TO DO ▸ Convert the records below into a two-column CSV with the header row input,output, giving one row per record with its text in input and its answer in output, each in a single quoted field with line breaks replaced by spaces. Leave the pictures out.

____ EXTRACTED ENTRIES

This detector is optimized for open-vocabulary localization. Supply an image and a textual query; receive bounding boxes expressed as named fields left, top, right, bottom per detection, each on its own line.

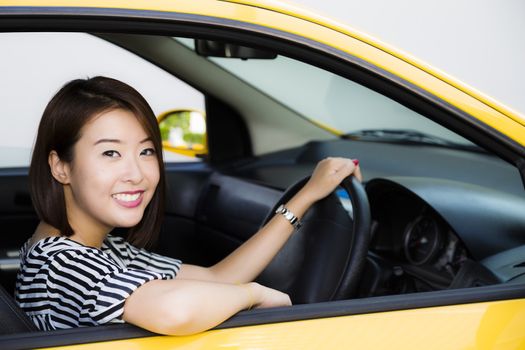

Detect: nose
left=123, top=157, right=144, bottom=184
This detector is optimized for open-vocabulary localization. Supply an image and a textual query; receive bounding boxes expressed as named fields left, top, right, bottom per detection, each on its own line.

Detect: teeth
left=113, top=193, right=140, bottom=202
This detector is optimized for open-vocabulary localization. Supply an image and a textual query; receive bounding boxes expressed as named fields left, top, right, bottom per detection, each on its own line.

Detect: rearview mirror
left=195, top=39, right=277, bottom=60
left=157, top=109, right=208, bottom=157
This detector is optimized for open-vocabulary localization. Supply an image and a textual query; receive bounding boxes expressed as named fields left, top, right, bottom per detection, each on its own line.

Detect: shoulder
left=26, top=237, right=115, bottom=273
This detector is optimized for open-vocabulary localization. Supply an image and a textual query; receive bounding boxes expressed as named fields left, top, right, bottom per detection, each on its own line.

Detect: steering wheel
left=257, top=176, right=371, bottom=304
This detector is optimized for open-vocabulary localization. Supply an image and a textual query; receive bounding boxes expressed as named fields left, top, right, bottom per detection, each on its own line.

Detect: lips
left=111, top=190, right=144, bottom=208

________

EXERCISE OUTPUT ▸
input,output
"This detector is optimized for open-vocabulary localization. Supply an image and a textual query; receive bounding boxes expressed as named fields left, top, right, bottom per detection, each on its own line. Detect: nose","left=123, top=157, right=144, bottom=184"
"This detector is optimized for open-vocabulary localization. Supply an image and a textual query; receive bounding boxes expressed as named fields left, top, right, bottom per detection, each on its own line. Detect: teeth","left=113, top=193, right=140, bottom=202"
"This detector is optimized for open-vocabulary localization. Supply an image and a textual query; receive bounding boxes expressed as named fields left, top, right, bottom per detection, each on its own line. Detect: rearview mirror","left=195, top=39, right=277, bottom=60 left=157, top=109, right=208, bottom=157"
"This detector is optimized for open-vocabulary localization. Supply an image and a textual query; receive bounding boxes expressed as named fields left, top, right, bottom per detection, each on its own line. Detect: shoulder","left=26, top=237, right=115, bottom=273"
"This detector is optimized for open-vocabulary localization. Supply an image and a textual query; receive bounding boxes expressed as named fields left, top, right, bottom per detection, each on its own line. Detect: steering wheel","left=257, top=176, right=371, bottom=304"
"This detector is optimized for open-vocabulary localization. Supply an image and a textual query; receive bounding boxes expressed as named fields left, top, right, bottom per detection, each on its own line. Detect: lips","left=111, top=190, right=144, bottom=208"